Directive:
Copy out the lines below word for word.

Record list:
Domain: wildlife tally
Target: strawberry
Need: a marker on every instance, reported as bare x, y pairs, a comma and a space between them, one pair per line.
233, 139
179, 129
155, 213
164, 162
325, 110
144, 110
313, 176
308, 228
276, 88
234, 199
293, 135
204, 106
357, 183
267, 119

Task solution:
Domain: wildlife tally
Target: strawberry
Need: a marker on every instance, reported as bare x, y pairs, a comma and a space between them, one pair per line.
233, 139
179, 129
155, 213
164, 162
325, 110
144, 110
313, 176
308, 228
276, 88
234, 199
293, 135
204, 106
357, 183
267, 119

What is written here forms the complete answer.